Dear future medical student:
It’s graduation week. I’m running into people I haven’t seen in a long time. There are a few things on my mind currently, and in four years, you’ll have the same conversations.
“Did you have so much fun in med school? Did you love it?”
“No.”
“Wow! Those four just FLEW by, didn’t they?”
“No. They absolutely did not.”
“Well just WAIT ‘til you get to residency. THAT was hard. What you just did is easy.”
“I’m just trying to take this one day at a time, you know. I am just trying to take time to celebrate something, to be in the moment and to be present. These are things I have ignored for the past four years.”
I have these conversations with well-meaning people I love, who have championed my cause. They have watched from the beginning and known me this whole time, so they’ve seen my struggle. Some of the students I used to teach (I was a teacher for five years before med school) are actually in medical school now. Someone asked me what the hardest part of all of this was. As I reflect on my last four years, I realize that it’s difficult to put into words how hard they were. But I’ll try.
The hardest part wasn’t having four tests per week for two years straight, including the fact that there was always a test on Mondays. (This means that there was no such thing as a weekend for us for two years. This will wear away on you after a while.) It wasn’t that I pushed my body and myself farther than I should have. (My sleep patterns are always erratic now, my hair is thinner, I become anxious much easier now and I cannot get by without at least three servings of caffeine per day.) It’s not even that the “medical education mentality,” as much as they’re trying to change it, is very much one of competition and trying to look the least stupid. (I understand that every time I’m told that I’m wrong or my plan of action is ridiculous, it’s to keep me from killing someone. I get that, I hear it, I acknowledge my misjudgment, I correct it.) It’s not the lack of preparedness I had for the parts of medicine that are incredibly emotional and hard. (I was not ready for fetal demises, running codes on children, slow regressions and hospice care.)
The hardest part of medical school has nothing to do with medical school. It has everything to do with not having a personal life or personal time. It has everything to do with putting your life on hold and continuing to delay gratification while you watch the other people in your life move forward. You’ve hit pause for an indeterminate amount of time, and you emerge from the cave to find that others around you were busy making a life while you were working at making a living.
I don’t think anything could have prepared me for that. And I’ll say, that for many people in my medical school class, they did do the difficult work of feeding their relationships, of planning weddings, getting married, being pregnant or juggling multiple children. My hat is off to them. I honestly don’t understand how they did it. I am in awe.
Because you see, I tried and failed in these respects, but at the end of the day, I had to survive — just survive. I often didn’t know what day it was, the current events on the news, any songs on the radio, any references to pop culture or recent movies or music. I just tried to make it out alive. I did.
※ ※ ※
◆ **Set of tasks**:
A) Answer these questions about the letter:
(i) For how many years was the writer a teacher before medical school?
(ii) On which day of the week was there always a test?
(iii) At least how many servings of caffeine per day does the writer say they need?
B) Swap "cave" for "tunnel" in the passage of the letter starting at "The hardest part of medical" and ending at "I am in awe.", and write out that passage.
Rely on the letter alone when answering.

Natural-language object grounding data
※ ※ ※
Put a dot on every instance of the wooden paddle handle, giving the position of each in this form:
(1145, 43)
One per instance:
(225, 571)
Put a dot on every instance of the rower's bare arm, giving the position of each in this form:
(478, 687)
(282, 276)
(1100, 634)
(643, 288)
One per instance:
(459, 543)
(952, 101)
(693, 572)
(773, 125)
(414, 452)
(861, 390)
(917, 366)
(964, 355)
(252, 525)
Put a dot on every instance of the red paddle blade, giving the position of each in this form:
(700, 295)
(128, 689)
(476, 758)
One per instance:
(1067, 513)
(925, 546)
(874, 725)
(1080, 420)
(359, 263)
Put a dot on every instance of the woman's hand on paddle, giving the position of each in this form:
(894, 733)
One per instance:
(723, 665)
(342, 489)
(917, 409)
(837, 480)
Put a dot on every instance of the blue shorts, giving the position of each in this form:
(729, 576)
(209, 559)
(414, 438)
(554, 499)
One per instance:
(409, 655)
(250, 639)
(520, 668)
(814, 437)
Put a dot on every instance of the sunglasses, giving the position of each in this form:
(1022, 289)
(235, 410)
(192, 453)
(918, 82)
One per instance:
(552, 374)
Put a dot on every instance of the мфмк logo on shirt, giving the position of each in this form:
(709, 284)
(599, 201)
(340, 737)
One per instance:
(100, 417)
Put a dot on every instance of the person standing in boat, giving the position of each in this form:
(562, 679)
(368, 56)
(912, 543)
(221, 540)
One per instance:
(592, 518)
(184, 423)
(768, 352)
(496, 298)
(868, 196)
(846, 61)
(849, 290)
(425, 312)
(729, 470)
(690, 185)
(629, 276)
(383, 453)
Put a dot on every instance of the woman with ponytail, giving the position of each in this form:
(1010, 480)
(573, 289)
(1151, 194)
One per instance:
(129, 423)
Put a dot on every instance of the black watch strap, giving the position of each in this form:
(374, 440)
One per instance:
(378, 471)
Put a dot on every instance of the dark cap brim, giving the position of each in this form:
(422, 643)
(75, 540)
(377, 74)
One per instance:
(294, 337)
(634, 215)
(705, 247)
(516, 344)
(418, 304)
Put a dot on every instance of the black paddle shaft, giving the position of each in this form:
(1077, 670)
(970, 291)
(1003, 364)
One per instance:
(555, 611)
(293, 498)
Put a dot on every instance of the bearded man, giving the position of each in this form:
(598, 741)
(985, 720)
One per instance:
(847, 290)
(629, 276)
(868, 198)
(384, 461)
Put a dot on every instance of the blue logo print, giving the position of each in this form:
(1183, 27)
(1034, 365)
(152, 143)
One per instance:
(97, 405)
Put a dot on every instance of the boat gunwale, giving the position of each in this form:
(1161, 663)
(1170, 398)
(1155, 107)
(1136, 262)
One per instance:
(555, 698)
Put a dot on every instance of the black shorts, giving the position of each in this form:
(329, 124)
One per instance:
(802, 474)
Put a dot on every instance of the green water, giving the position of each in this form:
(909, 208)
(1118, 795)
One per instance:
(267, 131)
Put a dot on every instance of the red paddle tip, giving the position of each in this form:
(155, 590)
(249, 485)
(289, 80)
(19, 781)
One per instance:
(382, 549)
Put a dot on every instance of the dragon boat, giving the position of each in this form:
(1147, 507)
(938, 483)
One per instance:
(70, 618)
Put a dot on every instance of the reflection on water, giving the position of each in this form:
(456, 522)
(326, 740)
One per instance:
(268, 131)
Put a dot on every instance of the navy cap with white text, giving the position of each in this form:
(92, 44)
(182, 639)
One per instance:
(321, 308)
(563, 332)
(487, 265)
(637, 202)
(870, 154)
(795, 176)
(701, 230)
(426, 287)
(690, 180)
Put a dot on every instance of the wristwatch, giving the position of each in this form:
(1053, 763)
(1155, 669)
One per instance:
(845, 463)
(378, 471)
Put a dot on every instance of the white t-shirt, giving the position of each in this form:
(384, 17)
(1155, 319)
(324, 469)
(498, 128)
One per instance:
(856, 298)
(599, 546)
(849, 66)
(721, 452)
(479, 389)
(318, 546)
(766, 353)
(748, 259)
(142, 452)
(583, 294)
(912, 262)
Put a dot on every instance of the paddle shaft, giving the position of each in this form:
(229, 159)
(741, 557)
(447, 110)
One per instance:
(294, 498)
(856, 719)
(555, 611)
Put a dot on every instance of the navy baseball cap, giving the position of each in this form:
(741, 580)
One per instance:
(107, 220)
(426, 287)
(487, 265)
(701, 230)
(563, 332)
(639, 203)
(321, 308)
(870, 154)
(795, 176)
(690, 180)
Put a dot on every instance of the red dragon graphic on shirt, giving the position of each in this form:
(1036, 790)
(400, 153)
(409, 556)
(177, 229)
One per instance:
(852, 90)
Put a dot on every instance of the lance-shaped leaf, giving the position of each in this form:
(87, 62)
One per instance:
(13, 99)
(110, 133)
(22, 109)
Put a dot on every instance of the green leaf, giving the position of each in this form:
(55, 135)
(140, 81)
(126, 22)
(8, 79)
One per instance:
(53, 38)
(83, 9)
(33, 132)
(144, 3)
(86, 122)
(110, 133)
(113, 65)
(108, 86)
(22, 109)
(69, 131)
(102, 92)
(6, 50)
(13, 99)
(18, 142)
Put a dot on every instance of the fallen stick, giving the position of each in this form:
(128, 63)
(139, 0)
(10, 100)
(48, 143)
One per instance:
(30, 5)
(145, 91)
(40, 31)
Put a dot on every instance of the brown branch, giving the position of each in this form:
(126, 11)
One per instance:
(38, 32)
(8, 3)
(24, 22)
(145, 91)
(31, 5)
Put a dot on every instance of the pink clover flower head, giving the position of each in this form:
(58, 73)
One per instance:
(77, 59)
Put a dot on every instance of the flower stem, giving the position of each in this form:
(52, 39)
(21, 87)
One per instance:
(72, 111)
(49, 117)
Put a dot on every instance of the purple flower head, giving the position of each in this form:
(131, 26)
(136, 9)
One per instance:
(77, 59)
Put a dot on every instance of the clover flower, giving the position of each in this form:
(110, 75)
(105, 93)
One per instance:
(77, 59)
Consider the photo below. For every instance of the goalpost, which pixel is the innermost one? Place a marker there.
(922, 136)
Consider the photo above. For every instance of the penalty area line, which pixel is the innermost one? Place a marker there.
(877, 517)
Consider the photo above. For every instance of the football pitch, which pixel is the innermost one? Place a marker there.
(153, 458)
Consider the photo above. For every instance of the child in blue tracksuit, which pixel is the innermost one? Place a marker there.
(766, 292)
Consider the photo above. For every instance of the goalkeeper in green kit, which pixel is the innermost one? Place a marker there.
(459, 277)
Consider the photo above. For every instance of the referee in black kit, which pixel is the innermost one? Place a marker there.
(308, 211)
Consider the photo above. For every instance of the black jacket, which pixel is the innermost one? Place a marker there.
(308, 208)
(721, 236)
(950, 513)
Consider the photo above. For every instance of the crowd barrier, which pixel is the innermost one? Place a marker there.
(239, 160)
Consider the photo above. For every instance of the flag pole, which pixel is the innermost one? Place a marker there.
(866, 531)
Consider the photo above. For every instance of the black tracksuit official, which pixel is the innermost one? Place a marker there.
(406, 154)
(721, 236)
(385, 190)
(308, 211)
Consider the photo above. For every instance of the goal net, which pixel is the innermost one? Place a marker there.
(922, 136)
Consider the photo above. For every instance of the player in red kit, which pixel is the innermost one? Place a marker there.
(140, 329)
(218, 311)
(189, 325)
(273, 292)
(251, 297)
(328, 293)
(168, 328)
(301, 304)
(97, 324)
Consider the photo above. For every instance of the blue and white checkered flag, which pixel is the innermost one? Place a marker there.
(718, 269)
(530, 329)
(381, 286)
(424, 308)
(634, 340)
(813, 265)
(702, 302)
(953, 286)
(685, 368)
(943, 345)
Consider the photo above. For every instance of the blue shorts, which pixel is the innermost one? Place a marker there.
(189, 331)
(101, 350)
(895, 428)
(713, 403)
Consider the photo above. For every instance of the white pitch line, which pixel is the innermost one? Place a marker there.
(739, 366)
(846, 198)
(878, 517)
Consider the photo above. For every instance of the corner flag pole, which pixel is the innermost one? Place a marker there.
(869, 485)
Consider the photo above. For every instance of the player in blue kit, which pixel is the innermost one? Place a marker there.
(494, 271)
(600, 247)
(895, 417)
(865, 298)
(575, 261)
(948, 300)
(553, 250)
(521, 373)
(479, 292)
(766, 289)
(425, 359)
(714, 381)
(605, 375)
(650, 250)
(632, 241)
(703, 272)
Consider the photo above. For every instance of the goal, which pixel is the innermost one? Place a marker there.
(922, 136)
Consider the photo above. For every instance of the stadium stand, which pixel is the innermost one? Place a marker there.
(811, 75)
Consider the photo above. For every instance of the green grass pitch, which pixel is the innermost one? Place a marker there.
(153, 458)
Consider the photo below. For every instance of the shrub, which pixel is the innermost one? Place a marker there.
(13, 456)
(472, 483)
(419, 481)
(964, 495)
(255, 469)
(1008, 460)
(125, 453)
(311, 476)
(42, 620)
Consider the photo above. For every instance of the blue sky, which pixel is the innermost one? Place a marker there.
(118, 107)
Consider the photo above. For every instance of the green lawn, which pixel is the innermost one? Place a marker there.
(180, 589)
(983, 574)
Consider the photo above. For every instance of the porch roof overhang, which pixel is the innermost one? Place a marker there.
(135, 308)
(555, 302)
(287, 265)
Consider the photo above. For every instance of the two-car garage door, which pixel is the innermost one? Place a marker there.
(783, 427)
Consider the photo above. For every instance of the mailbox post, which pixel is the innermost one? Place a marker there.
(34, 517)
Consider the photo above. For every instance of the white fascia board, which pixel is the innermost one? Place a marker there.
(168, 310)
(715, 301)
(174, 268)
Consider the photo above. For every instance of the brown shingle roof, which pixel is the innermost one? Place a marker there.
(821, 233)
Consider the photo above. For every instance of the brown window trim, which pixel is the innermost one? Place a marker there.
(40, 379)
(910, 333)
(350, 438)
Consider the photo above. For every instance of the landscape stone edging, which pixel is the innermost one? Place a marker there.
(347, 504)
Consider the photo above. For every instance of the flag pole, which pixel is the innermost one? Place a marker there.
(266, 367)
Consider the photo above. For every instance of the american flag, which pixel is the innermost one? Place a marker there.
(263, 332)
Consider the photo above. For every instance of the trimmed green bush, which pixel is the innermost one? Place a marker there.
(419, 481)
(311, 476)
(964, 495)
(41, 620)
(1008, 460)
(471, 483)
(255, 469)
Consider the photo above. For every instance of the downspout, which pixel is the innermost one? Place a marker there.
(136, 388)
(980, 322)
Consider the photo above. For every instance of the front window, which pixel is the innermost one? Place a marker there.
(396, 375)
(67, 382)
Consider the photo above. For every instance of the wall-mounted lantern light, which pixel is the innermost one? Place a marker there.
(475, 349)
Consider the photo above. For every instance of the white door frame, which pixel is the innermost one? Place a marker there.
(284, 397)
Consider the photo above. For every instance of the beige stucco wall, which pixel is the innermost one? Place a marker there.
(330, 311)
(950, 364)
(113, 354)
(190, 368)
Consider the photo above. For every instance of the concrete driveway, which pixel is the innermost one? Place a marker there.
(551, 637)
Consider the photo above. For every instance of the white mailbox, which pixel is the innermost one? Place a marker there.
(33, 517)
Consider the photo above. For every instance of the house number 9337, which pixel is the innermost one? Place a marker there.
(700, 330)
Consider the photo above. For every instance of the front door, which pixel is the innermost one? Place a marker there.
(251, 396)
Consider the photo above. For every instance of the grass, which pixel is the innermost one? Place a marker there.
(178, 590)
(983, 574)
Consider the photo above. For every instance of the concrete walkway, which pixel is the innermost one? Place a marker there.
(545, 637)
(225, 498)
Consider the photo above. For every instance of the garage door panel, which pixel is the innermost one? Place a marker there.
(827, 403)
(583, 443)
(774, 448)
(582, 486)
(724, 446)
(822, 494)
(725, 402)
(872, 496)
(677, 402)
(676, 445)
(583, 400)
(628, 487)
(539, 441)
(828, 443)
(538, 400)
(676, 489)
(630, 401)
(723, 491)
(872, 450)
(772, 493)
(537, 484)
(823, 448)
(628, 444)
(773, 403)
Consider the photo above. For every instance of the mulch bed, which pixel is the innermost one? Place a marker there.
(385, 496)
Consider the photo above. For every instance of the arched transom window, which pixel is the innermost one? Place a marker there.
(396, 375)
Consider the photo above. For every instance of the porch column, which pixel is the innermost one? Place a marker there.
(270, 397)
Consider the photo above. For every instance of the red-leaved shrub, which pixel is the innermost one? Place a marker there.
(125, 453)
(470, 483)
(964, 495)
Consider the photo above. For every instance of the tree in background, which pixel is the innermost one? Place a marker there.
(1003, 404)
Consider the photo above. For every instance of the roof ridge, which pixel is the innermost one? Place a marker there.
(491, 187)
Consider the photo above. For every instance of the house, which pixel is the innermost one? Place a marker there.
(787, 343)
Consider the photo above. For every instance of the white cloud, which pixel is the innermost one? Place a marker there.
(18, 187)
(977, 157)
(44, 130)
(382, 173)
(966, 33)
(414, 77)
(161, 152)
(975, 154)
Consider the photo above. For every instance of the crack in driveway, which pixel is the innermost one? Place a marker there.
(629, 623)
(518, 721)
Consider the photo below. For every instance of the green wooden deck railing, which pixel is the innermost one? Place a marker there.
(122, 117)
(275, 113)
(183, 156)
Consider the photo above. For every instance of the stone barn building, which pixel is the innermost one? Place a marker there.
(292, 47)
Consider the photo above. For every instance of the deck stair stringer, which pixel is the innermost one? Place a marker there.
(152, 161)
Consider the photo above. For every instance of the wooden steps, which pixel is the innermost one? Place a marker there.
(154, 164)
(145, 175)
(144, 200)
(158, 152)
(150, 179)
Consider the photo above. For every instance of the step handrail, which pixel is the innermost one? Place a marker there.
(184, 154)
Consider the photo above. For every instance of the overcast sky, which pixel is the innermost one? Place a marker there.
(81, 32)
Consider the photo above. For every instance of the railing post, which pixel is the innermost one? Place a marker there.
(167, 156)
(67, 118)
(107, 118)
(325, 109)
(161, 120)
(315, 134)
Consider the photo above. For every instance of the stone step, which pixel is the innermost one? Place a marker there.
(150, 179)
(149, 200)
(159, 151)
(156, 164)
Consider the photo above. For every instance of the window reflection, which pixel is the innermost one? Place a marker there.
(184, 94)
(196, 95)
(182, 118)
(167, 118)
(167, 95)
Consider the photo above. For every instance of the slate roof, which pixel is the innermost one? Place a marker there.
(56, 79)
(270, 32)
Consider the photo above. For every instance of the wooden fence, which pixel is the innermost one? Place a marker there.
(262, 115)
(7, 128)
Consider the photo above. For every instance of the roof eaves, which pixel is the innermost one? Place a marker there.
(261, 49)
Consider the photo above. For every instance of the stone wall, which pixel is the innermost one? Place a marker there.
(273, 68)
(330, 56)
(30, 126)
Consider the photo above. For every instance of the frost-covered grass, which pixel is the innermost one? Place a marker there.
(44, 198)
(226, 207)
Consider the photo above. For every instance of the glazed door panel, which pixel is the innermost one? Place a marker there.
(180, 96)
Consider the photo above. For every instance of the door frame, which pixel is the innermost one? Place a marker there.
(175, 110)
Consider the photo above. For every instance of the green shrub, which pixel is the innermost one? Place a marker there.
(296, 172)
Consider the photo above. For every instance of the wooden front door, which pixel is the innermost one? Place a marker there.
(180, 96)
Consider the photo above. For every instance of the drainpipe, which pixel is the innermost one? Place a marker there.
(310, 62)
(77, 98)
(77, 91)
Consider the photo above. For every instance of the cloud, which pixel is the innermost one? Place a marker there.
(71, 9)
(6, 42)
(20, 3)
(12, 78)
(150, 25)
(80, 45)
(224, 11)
※ ※ ※
◆ **Exercise results**:
A)
(i) Five years.
(ii) Mondays.
(iii) Three.

B)
The hardest part of medical school has nothing to do with medical school. It has everything to do with not having a personal life or personal time. It has everything to do with putting your life on hold and continuing to delay gratification while you watch the other people in your life move forward. You’ve hit pause for an indeterminate amount of time, and you emerge from the tunnel to find that others around you were busy making a life while you were working at making a living.
I don’t think anything could have prepared me for that. And I’ll say, that for many people in my medical school class, they did do the difficult work of feeding their relationships, of planning weddings, getting married, being pregnant or juggling multiple children. My hat is off to them. I honestly don’t understand how they did it. I am in awe.